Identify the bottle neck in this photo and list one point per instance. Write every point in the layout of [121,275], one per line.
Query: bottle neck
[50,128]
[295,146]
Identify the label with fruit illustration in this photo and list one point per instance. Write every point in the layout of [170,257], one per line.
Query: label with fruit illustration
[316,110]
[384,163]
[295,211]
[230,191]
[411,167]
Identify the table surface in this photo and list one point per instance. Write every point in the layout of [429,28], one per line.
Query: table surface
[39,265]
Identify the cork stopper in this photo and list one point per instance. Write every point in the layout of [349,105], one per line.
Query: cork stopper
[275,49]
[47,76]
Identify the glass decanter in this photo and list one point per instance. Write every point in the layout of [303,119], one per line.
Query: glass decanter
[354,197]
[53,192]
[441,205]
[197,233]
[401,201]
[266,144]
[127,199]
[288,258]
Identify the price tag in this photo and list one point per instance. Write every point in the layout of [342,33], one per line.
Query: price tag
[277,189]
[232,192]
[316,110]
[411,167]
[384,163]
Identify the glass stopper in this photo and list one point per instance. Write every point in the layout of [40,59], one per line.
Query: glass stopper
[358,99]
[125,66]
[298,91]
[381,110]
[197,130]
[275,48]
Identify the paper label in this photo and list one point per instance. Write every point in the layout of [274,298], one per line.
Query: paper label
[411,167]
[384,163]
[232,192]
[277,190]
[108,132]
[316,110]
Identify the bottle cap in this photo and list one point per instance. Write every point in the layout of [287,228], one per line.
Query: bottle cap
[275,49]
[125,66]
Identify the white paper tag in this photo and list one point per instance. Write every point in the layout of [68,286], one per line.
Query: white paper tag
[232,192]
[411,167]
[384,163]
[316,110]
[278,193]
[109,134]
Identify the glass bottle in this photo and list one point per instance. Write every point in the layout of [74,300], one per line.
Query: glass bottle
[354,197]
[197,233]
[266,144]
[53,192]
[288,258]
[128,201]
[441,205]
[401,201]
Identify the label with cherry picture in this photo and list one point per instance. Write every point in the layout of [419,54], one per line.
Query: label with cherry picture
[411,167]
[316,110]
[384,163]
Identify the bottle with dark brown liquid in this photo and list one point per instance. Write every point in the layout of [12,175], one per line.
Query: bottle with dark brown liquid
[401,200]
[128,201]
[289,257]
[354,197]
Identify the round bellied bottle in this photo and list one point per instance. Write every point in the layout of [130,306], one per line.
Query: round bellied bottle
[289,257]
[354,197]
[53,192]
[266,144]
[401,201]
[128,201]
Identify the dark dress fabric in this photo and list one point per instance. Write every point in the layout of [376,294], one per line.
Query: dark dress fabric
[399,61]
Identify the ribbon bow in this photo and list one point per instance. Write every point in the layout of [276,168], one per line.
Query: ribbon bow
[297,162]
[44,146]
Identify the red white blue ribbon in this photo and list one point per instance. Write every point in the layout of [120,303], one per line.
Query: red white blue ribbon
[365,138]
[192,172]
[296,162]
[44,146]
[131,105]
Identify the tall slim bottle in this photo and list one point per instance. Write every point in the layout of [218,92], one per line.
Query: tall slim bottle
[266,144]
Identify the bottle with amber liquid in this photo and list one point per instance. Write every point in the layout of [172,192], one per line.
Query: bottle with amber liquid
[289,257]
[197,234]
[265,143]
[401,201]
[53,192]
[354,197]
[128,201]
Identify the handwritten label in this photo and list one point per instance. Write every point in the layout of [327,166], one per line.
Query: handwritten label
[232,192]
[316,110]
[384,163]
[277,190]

> EXERCISE AIM
Retype the data in full and match it exactly.

> ANSWER SECTION
Identify the bottle neck in this photo and list one point per instance. Write every point in the layout of [121,275], one per line.
Query: bottle neck
[50,128]
[295,146]
Identify the label with fruit illustration in this photo and list one point per instance. Write every point in the layout of [170,257], one per line.
Query: label with fruit illustration
[316,110]
[384,163]
[295,211]
[230,191]
[411,167]
Identify the table surface in this photo and list one point per instance. Write every point in the layout of [429,28], one per line.
Query: table surface
[39,265]
Identify the cork stopper in this photo and list one point per instance. Write every point in the layout of [349,105], one per line.
Query: cork stopper
[275,49]
[47,76]
Identify the glass decanter in this photo and list one point per instance. Write every point in the layout of [303,119], one per line.
Query: glass decanter
[354,197]
[53,192]
[441,205]
[197,233]
[401,201]
[266,144]
[127,199]
[288,258]
Identify the price tag in this photo and list one point per instance. Write every point in the layout of [342,33], one per line.
Query: price tag
[277,189]
[232,192]
[316,110]
[411,167]
[384,163]
Identify the glass stopper in this photo and list one point per instance. Write every point in the layout of [40,59], one per line.
Query: glass stopper
[358,99]
[125,66]
[298,91]
[381,110]
[197,130]
[275,48]
Identify the paper label in this photo and list one point per instance. Write every point in the layout of [274,298], one per line.
Query: paper label
[411,167]
[384,163]
[232,192]
[277,190]
[108,132]
[316,110]
Identify the bottle cap in this photo and list one point per instance. Write every point in the layout of [287,228], one per line.
Query: bottle cap
[275,49]
[125,66]
Identify the white paper tag in this photo and list one point per instance. Write every point in the layout of [68,286], one per line.
Query: white paper tag
[232,192]
[411,167]
[384,163]
[316,110]
[278,193]
[109,134]
Identify the glass bottle in this photo and list one point per instance. Write every point in the layout of [74,300], one per line.
Query: glass bottle
[354,197]
[197,233]
[266,144]
[53,192]
[288,258]
[128,201]
[441,205]
[401,201]
Identify the label with cherry picture in this photo and list one point per instance. Write every point in the layout of [419,54], one per line.
Query: label with cherry picture
[411,167]
[316,110]
[384,163]
Identify the bottle with dark brown liquid in this photo and list one point per instance. Write every point in the layout of [12,175], one per line.
Query: bottle with dark brown liquid
[401,200]
[128,201]
[289,257]
[354,197]
Identify the round bellied bottle in this photo and list one point per instance. Write every point in the layout of [130,306], one per line.
Query: round bellied bottle
[289,257]
[354,197]
[53,192]
[266,144]
[401,201]
[128,201]
Identify the dark dress fabric in this photo and list one point per instance. Write every point in the layout of [376,294], one per line.
Query: dark dress fabric
[399,61]
Identify the ribbon bow in this photo and list one point per instance. Write every point in the layout of [276,168], one per line.
Query: ribbon bow
[297,162]
[44,146]
Identify the red white blue ribbon in this photo and list one point per instance. Write every point in the layout of [120,303], one per line.
Query: red white blue ribbon
[365,138]
[192,172]
[296,162]
[44,146]
[131,105]
Identify the tall slim bottle in this photo and list one point per instance. Write every point in the layout of [218,92], one per line.
Query: tall slim bottle
[266,144]
Identify the bottle with amber liquid in this photo and list one point per instance. Write every point in the layout of [172,192], one per line.
Query: bottle with amber liquid
[289,257]
[197,234]
[265,143]
[401,201]
[53,192]
[354,197]
[128,201]
Identify the handwritten label in this photo and list one point per instance. Write every point in the layout of [327,166], one per line.
Query: handwritten label
[232,192]
[316,110]
[384,163]
[277,190]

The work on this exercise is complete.